Records supplied START
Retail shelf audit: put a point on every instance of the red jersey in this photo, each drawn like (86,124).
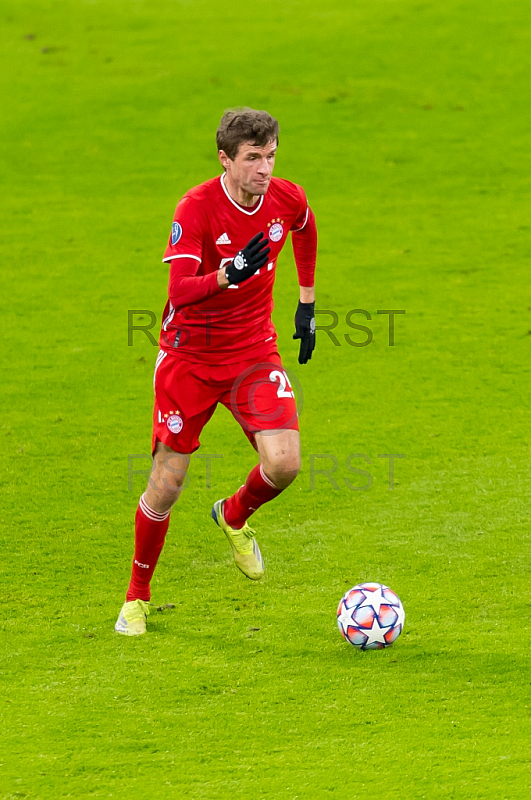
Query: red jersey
(209,227)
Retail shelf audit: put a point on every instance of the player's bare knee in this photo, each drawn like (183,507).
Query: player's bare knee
(283,472)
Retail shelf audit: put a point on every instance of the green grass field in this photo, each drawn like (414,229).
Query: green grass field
(407,122)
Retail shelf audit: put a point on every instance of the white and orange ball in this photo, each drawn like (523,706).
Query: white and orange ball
(370,616)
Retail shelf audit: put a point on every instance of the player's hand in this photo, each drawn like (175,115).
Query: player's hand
(253,256)
(305,330)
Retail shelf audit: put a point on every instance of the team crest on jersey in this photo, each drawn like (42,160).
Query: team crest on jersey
(176,233)
(174,423)
(276,231)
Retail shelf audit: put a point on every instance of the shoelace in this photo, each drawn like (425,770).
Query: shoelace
(247,531)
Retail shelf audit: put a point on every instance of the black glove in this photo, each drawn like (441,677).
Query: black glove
(305,330)
(247,261)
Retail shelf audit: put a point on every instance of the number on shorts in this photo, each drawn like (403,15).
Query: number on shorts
(283,380)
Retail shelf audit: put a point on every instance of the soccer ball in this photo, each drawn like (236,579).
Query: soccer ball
(370,616)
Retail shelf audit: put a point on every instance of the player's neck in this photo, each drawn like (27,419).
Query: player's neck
(240,196)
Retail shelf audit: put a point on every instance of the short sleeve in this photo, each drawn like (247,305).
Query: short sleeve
(186,235)
(302,216)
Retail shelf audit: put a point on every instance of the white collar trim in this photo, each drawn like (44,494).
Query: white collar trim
(234,203)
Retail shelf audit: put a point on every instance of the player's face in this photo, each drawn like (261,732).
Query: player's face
(250,171)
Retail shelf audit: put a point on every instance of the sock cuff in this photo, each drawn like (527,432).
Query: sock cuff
(154,516)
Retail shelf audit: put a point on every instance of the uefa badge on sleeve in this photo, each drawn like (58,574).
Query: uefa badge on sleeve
(176,233)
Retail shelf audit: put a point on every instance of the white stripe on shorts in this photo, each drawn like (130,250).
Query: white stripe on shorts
(160,358)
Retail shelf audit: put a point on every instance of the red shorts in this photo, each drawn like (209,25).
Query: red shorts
(258,393)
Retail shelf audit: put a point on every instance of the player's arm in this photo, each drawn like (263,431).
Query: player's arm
(185,287)
(304,240)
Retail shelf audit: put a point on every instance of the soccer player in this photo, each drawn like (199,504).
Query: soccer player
(218,343)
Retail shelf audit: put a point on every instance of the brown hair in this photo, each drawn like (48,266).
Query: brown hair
(239,125)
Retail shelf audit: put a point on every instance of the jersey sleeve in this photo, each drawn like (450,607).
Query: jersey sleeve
(187,231)
(302,216)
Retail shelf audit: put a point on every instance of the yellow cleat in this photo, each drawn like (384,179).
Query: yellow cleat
(133,618)
(245,548)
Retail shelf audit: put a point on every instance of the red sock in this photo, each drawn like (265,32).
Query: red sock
(258,489)
(150,532)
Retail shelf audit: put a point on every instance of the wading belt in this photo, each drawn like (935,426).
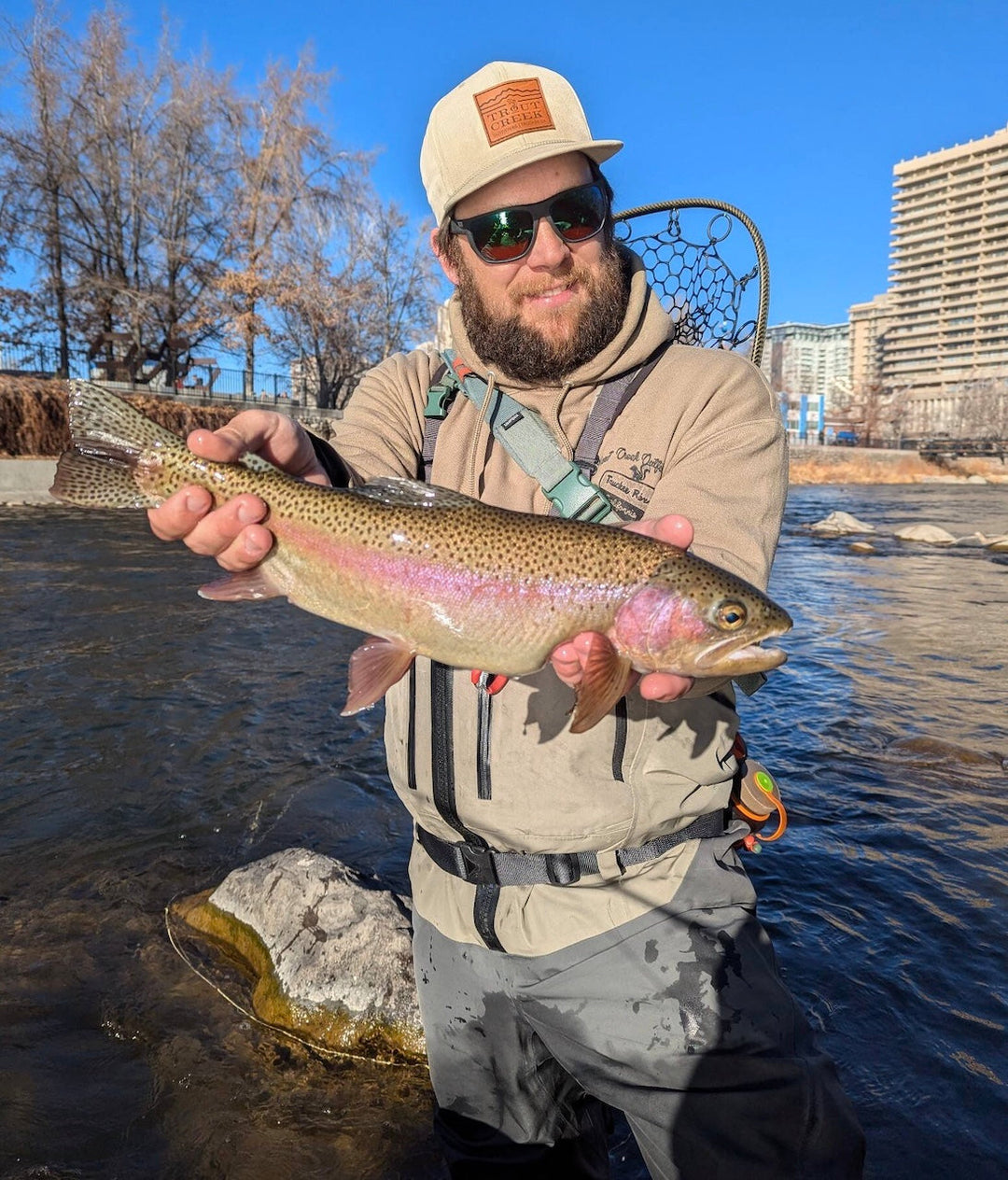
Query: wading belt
(481,865)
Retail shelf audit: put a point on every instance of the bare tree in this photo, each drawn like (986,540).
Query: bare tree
(285,166)
(351,294)
(39,169)
(164,209)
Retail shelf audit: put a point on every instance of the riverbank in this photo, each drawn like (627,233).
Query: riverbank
(34,432)
(28,481)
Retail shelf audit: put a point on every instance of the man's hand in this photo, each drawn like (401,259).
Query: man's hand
(569,657)
(231,532)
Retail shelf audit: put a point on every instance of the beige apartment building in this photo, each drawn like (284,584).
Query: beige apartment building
(942,330)
(870,325)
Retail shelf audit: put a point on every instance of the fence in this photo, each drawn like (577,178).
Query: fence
(202,380)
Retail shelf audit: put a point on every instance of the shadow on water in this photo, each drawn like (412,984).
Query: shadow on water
(152,741)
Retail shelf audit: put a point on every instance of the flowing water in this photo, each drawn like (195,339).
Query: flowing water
(151,741)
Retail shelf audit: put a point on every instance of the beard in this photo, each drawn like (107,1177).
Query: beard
(525,353)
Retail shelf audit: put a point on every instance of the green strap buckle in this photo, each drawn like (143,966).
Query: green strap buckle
(440,399)
(578,499)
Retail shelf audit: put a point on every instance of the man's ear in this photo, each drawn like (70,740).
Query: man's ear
(451,273)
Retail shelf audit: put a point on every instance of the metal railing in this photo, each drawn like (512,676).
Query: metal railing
(202,381)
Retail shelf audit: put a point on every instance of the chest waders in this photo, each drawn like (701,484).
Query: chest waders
(567,484)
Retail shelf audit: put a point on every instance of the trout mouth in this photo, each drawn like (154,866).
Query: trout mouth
(739,655)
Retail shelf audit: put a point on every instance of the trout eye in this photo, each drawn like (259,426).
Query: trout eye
(731,615)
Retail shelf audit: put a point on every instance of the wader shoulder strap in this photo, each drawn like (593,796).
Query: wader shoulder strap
(530,442)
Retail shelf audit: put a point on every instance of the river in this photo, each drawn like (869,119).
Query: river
(151,741)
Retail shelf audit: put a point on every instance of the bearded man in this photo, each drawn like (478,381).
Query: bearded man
(584,934)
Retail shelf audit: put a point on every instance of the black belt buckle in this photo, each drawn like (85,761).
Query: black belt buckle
(562,867)
(480,868)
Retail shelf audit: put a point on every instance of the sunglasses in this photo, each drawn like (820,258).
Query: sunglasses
(507,235)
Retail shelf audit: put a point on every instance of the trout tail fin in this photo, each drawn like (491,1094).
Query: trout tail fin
(107,436)
(97,483)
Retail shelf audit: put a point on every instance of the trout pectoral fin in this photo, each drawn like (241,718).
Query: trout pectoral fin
(375,666)
(602,683)
(249,584)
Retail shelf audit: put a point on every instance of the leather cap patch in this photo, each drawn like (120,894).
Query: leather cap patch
(512,108)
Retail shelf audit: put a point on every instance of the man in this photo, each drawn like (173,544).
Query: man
(585,935)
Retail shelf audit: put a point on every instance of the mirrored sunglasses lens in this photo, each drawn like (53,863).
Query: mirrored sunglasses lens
(579,215)
(504,235)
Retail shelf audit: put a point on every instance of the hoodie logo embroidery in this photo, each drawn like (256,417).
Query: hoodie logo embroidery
(628,478)
(512,108)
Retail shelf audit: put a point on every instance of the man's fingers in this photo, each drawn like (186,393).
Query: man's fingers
(231,533)
(673,530)
(664,686)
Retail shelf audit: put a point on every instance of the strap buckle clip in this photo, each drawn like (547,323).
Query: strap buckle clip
(563,867)
(578,499)
(478,864)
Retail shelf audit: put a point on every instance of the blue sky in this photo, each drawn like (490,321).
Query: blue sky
(795,112)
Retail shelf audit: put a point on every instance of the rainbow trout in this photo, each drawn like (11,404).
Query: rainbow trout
(423,570)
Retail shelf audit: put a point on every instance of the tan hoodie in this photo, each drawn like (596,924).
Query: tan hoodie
(701,437)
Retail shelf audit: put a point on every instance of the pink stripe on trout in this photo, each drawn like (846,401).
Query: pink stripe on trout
(427,571)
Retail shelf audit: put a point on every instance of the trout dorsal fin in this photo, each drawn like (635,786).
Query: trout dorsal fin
(412,493)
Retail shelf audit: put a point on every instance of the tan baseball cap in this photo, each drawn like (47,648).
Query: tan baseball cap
(504,116)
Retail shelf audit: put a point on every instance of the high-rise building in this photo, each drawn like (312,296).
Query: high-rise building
(949,269)
(807,358)
(870,325)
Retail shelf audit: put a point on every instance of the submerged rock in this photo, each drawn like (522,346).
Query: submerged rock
(927,533)
(330,955)
(838,524)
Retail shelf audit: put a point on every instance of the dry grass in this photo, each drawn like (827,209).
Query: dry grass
(821,468)
(34,415)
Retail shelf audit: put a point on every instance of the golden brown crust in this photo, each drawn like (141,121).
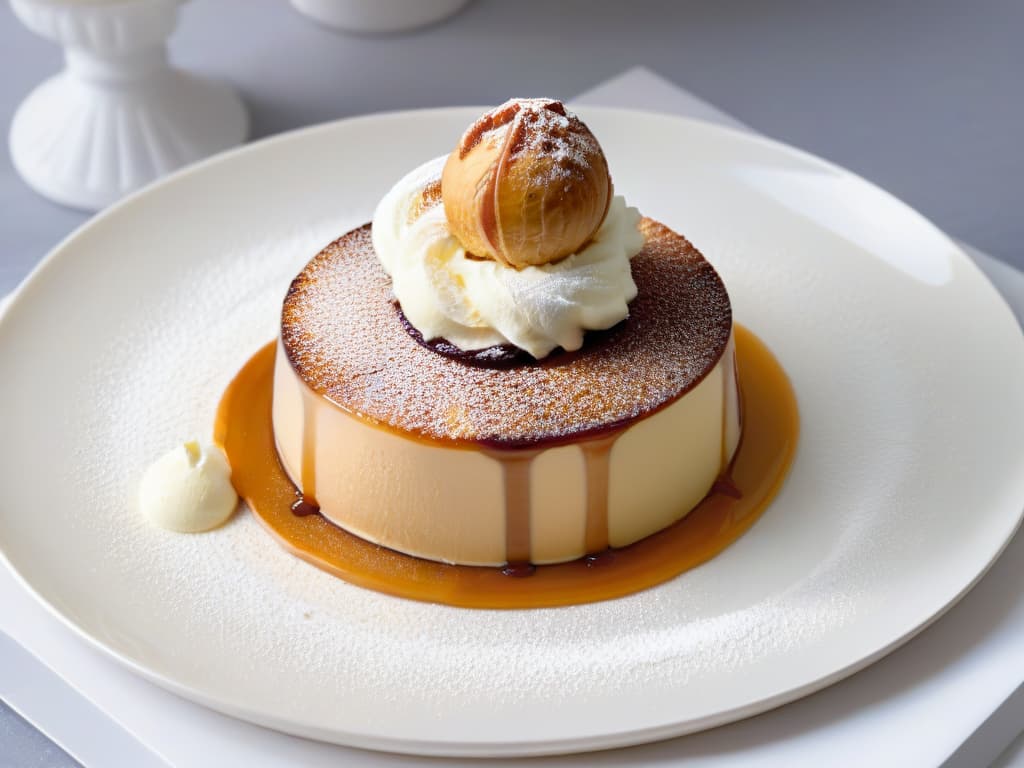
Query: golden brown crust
(343,336)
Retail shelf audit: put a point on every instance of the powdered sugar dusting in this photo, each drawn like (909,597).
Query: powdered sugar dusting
(542,129)
(343,335)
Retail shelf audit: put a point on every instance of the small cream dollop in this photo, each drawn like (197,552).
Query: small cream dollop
(188,489)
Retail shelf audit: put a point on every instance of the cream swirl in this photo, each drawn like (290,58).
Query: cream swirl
(475,303)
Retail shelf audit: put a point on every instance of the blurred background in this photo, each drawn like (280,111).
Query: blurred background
(923,98)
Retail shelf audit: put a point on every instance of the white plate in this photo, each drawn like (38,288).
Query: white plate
(908,481)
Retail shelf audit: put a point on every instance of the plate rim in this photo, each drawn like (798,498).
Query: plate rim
(22,293)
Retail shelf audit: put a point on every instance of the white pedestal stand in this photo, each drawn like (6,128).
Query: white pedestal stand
(118,117)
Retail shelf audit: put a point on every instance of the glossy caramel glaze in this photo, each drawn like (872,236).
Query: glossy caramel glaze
(341,336)
(769,439)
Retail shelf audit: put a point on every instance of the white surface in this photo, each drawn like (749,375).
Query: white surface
(118,117)
(914,707)
(39,694)
(870,520)
(378,15)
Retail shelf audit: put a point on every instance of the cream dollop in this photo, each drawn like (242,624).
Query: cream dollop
(188,489)
(475,303)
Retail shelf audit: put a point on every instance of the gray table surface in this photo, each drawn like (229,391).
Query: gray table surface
(924,98)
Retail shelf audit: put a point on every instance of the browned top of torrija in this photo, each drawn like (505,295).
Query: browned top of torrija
(343,335)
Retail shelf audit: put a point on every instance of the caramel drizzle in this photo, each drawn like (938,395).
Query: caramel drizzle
(724,484)
(516,469)
(516,466)
(597,455)
(306,504)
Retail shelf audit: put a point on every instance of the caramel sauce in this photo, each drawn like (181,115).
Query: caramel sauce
(515,473)
(596,455)
(770,428)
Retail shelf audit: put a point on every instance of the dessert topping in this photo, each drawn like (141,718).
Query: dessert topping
(558,262)
(188,489)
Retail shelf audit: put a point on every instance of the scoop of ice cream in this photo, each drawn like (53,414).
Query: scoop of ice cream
(526,185)
(188,489)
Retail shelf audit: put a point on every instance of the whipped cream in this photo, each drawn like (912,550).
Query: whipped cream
(188,489)
(475,303)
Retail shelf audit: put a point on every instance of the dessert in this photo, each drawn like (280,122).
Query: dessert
(509,373)
(561,382)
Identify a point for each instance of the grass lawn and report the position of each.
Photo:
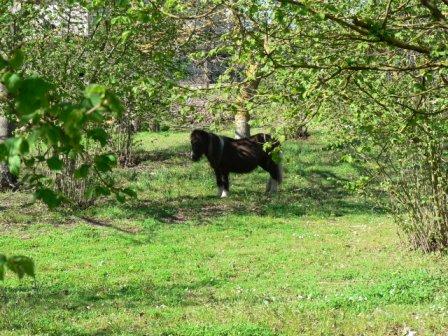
(312, 260)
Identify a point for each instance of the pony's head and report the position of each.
(199, 142)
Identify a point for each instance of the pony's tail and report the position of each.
(279, 171)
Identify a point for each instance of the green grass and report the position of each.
(312, 260)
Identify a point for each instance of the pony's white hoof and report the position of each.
(272, 186)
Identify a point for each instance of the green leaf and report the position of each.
(130, 192)
(98, 134)
(32, 95)
(14, 164)
(114, 104)
(3, 63)
(49, 197)
(17, 59)
(82, 171)
(95, 94)
(21, 265)
(12, 83)
(105, 162)
(55, 163)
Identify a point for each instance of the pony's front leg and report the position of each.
(219, 183)
(225, 181)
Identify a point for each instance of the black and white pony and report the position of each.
(227, 155)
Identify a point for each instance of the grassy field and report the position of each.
(312, 260)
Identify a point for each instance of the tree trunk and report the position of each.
(247, 93)
(8, 181)
(242, 127)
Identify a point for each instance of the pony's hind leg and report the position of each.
(225, 181)
(275, 175)
(222, 181)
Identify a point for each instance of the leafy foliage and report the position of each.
(20, 265)
(62, 128)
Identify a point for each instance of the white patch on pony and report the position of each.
(273, 186)
(268, 185)
(220, 190)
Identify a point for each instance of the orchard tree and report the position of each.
(378, 72)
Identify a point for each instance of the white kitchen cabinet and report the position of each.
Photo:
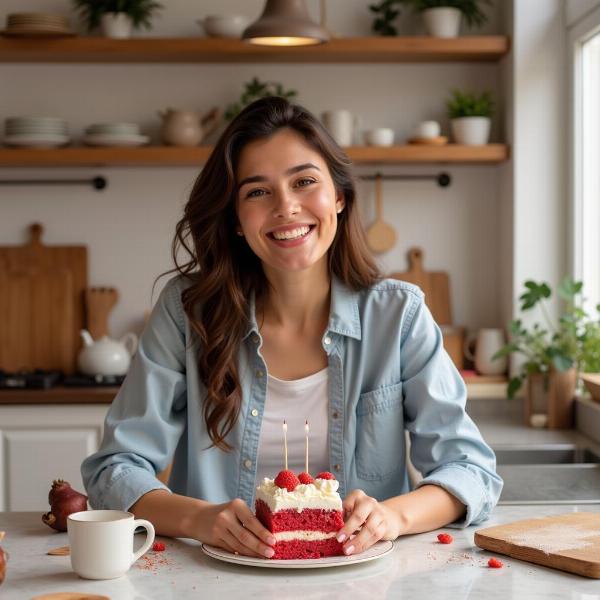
(40, 443)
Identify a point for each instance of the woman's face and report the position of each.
(286, 201)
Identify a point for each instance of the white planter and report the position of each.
(471, 131)
(116, 25)
(442, 22)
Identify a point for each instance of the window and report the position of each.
(585, 44)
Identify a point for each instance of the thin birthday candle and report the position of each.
(306, 447)
(285, 445)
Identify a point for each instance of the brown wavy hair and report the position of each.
(224, 271)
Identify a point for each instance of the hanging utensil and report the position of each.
(381, 236)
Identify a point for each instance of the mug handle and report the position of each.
(149, 537)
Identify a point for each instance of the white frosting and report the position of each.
(303, 535)
(320, 494)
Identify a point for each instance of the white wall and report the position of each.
(128, 227)
(539, 137)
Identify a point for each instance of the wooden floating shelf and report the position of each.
(215, 50)
(166, 156)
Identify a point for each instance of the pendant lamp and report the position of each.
(285, 23)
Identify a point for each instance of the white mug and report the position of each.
(341, 125)
(380, 136)
(488, 342)
(428, 129)
(101, 542)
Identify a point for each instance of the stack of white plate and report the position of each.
(36, 132)
(114, 134)
(37, 24)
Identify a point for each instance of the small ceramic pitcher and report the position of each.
(487, 343)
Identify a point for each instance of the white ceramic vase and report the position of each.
(116, 25)
(471, 131)
(442, 22)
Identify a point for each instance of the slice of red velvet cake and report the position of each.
(304, 515)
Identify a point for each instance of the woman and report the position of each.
(281, 312)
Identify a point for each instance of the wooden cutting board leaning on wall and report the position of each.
(41, 304)
(568, 542)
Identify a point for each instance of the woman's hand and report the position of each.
(233, 526)
(375, 520)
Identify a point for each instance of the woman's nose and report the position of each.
(285, 203)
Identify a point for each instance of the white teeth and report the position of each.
(292, 234)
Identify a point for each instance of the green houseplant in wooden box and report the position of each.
(554, 352)
(117, 18)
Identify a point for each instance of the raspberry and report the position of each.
(305, 478)
(445, 538)
(287, 480)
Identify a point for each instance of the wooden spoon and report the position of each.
(381, 236)
(99, 302)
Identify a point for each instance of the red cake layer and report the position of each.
(311, 519)
(302, 549)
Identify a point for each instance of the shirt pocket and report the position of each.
(380, 433)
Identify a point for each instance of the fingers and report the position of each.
(366, 514)
(370, 533)
(360, 507)
(238, 528)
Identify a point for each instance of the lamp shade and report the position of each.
(285, 23)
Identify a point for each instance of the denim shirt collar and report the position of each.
(343, 315)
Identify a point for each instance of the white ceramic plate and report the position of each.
(98, 139)
(36, 140)
(379, 550)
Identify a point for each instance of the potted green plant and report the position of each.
(554, 353)
(470, 117)
(253, 90)
(441, 18)
(117, 18)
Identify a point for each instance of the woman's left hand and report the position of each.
(375, 520)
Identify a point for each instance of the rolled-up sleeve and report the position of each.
(446, 446)
(147, 417)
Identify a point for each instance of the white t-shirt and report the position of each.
(295, 402)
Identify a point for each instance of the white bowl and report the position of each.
(227, 26)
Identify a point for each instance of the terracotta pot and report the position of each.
(552, 394)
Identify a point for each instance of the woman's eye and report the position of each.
(305, 180)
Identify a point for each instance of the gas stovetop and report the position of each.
(44, 380)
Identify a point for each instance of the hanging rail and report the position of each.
(442, 179)
(98, 183)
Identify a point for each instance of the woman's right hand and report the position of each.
(234, 527)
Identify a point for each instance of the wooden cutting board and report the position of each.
(41, 304)
(569, 542)
(435, 286)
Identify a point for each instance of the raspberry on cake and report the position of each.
(303, 518)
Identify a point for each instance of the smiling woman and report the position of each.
(280, 313)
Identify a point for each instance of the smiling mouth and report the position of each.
(292, 234)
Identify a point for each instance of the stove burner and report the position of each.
(44, 380)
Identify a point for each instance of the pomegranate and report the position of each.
(3, 559)
(64, 500)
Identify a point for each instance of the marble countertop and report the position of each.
(419, 567)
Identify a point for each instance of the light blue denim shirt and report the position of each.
(388, 372)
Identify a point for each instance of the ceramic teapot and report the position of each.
(106, 356)
(186, 127)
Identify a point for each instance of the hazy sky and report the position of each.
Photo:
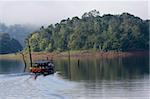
(46, 12)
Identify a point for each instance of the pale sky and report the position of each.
(47, 12)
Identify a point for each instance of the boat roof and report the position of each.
(41, 61)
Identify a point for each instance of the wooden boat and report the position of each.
(44, 67)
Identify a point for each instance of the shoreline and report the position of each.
(74, 55)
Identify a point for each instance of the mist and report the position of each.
(51, 12)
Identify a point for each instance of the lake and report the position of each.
(117, 78)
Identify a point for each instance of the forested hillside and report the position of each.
(8, 44)
(17, 31)
(123, 32)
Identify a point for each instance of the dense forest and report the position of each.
(123, 32)
(17, 31)
(8, 44)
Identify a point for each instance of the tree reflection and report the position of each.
(103, 69)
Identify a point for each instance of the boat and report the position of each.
(44, 67)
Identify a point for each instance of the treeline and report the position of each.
(123, 32)
(17, 31)
(8, 44)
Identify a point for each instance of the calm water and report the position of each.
(119, 78)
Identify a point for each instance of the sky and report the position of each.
(50, 12)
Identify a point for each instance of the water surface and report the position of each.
(118, 78)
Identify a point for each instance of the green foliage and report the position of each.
(108, 32)
(17, 31)
(8, 45)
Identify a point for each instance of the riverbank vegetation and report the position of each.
(123, 32)
(8, 44)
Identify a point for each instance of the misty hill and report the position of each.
(17, 31)
(123, 32)
(8, 44)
Records supplied END
#### [Your objective]
Output, exactly and with no other text, the line that contains "Identify a point for each instance of the forested" and all lines from there to the end of the records.

#### [Written solution]
Identify a point for each instance of the forested hillside and report the position of each.
(8, 44)
(17, 31)
(123, 32)
Identify a point for each instance of the dense forest and report the position of each.
(123, 32)
(17, 31)
(8, 44)
Identify a point for each instance of the tree reflection and report the position of each.
(103, 69)
Identify a point for each instance of the boat and report the position of each.
(44, 67)
Identify a point for each instance of the treeline and report the position of each.
(123, 32)
(17, 31)
(8, 44)
Identify a point for each instance of the calm water and report the position of each.
(119, 78)
Identify a point for each instance of the sky and report the position of each.
(50, 12)
Identify a point for each instance of the water surface and report the position of each.
(118, 78)
Identify a point for each instance of the green foliage and report the position of each.
(108, 32)
(17, 31)
(8, 45)
Identify a point for each instance of the riverbank vegetation and report the position of each.
(123, 32)
(8, 44)
Identify a point for each instance of the misty hill and report the position of each.
(17, 31)
(123, 32)
(8, 44)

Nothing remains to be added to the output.